[Start of Attachment]
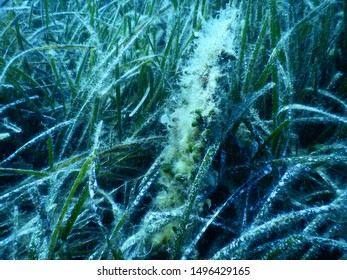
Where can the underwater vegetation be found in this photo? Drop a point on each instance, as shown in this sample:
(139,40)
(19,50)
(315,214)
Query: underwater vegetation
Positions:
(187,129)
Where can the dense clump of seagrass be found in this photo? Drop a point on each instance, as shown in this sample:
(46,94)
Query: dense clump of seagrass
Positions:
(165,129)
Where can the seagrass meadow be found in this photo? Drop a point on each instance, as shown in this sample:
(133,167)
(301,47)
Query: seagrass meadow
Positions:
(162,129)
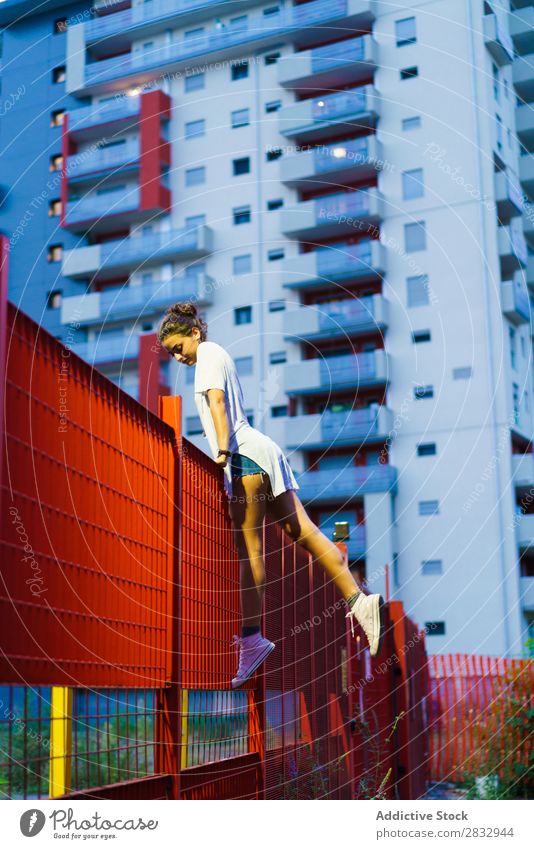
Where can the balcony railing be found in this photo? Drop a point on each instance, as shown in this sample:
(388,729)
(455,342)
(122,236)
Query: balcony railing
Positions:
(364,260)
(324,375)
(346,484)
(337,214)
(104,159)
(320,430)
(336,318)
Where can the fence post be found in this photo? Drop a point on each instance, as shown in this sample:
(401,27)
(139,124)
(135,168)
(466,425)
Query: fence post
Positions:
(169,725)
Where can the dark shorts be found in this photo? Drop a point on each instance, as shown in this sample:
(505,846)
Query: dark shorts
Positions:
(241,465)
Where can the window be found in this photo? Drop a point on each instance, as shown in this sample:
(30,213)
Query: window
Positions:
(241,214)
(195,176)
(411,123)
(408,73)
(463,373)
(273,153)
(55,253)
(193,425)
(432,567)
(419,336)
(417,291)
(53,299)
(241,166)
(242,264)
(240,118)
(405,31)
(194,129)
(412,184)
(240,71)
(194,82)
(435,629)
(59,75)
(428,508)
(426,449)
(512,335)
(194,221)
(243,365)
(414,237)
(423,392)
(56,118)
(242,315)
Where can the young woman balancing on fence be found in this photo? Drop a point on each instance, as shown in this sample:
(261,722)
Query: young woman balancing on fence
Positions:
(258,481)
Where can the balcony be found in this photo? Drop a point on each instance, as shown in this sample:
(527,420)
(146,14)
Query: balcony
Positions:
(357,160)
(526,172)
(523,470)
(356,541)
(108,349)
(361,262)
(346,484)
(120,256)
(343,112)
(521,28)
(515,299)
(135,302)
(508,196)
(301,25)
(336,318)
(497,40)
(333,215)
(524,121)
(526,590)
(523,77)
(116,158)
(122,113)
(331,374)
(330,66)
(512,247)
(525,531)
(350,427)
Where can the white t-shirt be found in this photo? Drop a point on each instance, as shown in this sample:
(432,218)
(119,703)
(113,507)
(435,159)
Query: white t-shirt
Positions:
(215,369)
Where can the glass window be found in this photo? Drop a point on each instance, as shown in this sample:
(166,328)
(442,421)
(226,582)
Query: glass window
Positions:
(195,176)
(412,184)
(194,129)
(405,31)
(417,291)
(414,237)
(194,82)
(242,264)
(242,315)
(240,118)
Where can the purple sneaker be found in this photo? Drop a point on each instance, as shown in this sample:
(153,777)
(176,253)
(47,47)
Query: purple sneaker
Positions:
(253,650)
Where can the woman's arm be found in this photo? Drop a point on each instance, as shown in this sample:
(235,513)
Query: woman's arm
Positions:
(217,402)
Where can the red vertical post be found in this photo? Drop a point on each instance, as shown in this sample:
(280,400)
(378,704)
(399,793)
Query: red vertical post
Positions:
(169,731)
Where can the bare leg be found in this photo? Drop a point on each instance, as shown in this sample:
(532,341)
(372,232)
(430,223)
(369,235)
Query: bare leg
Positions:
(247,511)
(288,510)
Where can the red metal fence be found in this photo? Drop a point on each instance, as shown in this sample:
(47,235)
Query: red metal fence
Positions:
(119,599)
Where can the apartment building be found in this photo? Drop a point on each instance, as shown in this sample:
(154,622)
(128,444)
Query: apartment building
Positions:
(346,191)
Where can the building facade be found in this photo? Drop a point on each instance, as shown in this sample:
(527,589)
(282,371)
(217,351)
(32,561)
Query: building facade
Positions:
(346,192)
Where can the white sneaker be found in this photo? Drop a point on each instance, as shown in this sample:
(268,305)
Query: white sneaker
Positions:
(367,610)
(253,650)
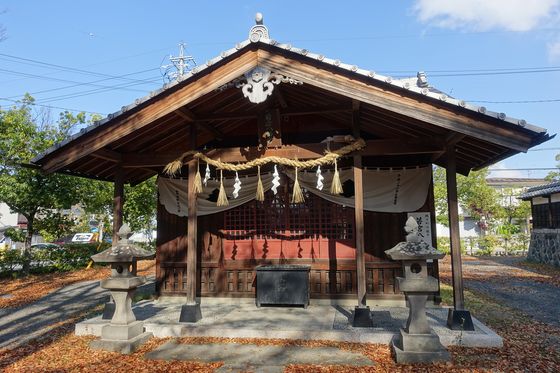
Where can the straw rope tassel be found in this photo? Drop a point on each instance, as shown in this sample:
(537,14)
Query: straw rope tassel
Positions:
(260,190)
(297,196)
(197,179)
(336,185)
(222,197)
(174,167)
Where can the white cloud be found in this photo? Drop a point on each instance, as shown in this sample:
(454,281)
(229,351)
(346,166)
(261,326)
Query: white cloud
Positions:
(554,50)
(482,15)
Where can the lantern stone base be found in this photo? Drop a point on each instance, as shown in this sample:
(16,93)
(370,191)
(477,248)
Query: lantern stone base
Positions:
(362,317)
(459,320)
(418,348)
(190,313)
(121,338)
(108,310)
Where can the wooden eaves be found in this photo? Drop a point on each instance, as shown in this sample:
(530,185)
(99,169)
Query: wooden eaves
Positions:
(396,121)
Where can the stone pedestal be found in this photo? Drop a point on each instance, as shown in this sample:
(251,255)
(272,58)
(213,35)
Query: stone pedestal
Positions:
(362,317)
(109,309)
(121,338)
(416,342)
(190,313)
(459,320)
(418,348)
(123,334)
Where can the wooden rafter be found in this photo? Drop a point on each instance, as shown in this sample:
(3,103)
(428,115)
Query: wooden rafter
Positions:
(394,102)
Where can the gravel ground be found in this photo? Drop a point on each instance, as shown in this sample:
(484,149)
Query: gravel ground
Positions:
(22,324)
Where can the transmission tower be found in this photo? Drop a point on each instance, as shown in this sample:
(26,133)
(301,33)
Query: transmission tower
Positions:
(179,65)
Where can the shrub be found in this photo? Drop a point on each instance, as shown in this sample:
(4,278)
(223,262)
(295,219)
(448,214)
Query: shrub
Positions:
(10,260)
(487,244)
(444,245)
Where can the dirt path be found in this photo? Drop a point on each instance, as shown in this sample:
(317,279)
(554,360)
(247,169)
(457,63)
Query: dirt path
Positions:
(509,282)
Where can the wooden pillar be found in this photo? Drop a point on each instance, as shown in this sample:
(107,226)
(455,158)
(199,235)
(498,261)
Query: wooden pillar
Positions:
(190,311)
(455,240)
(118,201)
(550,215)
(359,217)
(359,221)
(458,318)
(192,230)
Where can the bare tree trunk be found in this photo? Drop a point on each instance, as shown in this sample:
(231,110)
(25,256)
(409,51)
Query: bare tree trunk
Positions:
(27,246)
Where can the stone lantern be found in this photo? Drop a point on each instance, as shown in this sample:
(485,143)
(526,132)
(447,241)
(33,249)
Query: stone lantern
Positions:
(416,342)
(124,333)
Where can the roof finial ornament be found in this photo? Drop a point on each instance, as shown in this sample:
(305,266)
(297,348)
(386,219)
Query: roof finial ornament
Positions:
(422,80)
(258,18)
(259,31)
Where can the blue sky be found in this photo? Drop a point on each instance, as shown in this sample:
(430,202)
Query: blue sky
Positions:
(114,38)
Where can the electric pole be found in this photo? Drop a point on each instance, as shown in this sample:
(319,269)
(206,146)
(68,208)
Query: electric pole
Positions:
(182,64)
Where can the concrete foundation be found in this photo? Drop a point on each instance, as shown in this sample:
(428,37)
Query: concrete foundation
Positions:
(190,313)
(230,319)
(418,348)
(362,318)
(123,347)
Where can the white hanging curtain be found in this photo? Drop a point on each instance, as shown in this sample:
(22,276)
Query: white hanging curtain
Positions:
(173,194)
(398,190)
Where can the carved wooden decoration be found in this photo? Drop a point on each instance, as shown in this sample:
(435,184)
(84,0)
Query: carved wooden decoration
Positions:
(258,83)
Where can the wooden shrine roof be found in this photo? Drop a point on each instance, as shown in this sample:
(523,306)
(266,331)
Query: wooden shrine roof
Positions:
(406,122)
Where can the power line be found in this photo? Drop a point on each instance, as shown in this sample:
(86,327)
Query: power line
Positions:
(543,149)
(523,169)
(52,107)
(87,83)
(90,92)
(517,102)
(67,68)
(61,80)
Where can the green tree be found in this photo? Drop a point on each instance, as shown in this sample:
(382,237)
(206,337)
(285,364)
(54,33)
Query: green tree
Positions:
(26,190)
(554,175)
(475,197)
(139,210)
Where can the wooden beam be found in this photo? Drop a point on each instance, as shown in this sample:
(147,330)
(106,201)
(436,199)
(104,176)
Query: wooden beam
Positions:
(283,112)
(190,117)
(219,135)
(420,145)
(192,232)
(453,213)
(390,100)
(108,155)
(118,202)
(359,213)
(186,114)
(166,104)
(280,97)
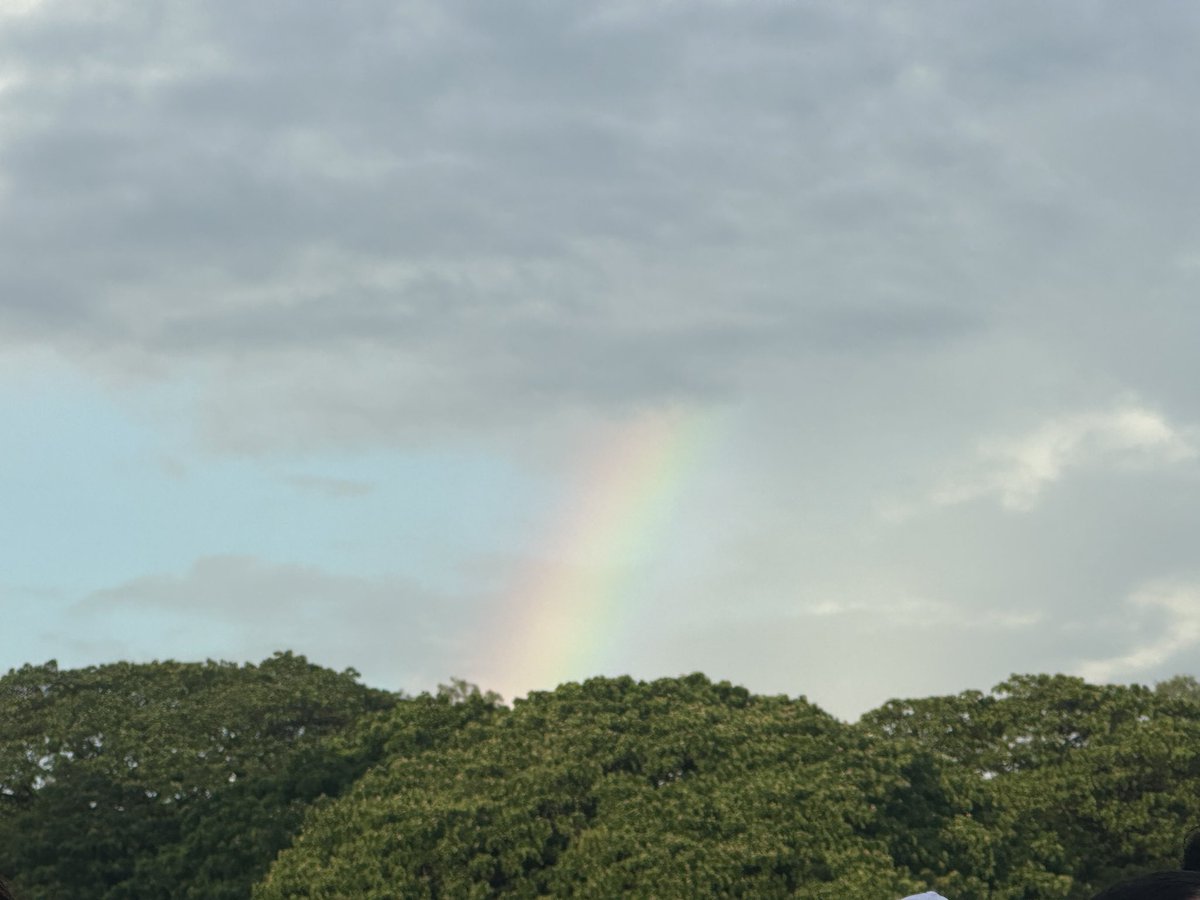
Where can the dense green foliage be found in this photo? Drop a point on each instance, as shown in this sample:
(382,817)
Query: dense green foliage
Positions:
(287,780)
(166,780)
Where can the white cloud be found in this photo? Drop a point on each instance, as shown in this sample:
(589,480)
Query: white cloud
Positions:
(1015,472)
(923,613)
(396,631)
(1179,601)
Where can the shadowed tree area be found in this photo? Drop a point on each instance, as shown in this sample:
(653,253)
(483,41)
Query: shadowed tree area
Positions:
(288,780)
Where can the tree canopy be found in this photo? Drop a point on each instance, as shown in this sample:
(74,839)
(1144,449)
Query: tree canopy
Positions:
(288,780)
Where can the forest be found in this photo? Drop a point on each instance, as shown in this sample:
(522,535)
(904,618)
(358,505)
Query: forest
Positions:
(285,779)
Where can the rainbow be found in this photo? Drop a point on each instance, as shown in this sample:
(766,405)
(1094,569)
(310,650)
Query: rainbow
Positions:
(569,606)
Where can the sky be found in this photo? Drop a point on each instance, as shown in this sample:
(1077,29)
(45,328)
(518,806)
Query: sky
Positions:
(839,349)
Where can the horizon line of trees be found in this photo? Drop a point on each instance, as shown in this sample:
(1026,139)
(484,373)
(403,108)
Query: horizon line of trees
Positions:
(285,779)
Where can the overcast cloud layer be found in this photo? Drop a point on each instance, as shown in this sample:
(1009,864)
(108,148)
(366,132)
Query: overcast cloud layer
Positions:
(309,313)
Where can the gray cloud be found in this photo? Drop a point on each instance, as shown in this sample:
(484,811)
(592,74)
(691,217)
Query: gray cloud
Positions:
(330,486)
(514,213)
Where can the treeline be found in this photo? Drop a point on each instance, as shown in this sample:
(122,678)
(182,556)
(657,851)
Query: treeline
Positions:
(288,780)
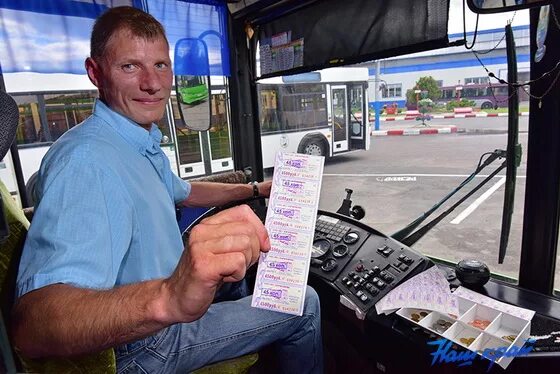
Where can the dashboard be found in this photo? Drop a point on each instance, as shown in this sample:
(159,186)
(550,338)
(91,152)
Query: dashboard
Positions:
[End of Attachment]
Only the lines from the beginning of the records up to and including the line with "Query: dense clump of seagrass" should appear, exactly as they are, and no pictures.

Where can the underwater vegetation be found in this photo? Drop a point on each instance, as shown in this sample:
(139,40)
(19,50)
(315,214)
Query: underwater vegetation
Positions:
(187,129)
Where can the dense clump of seagrass be found in this photo? Drop a point on each instance, as shown in this sample:
(46,94)
Query: dense clump of seagrass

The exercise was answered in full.